**Task statement**
Edit the part of the data that opens at its first line and closes with the line containing "[[[2,285],[2,424],[638,424],[640,288]]]". Replace "dry grass patch" with "bare soil patch" and keep everything else the same.

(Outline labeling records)
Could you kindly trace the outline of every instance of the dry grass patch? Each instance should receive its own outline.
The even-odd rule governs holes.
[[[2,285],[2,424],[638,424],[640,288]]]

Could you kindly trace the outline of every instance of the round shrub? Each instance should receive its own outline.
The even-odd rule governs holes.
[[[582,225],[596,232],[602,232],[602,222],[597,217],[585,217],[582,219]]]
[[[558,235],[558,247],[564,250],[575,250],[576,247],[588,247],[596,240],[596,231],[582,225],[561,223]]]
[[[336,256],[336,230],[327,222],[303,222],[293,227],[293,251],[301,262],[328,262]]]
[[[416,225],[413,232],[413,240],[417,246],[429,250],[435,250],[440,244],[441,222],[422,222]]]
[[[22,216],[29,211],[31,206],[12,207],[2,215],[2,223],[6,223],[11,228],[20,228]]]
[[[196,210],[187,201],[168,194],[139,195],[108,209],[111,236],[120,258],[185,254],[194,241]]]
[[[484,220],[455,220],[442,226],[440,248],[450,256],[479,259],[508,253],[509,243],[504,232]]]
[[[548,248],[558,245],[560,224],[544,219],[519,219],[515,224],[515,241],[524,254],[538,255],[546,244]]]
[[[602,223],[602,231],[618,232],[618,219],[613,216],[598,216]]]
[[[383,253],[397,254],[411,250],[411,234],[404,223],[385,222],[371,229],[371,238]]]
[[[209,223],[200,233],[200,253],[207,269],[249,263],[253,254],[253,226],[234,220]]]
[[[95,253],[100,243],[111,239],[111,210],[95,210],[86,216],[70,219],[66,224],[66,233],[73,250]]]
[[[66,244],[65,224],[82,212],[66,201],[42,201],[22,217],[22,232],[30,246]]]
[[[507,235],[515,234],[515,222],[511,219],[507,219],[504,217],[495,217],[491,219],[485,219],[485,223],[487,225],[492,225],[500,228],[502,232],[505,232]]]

**Task output**
Could you kindly trace the outline of every instance of the bare soil patch? Each instance should receive its own outline.
The even-odd rule governs holes.
[[[2,285],[2,424],[638,424],[640,288]]]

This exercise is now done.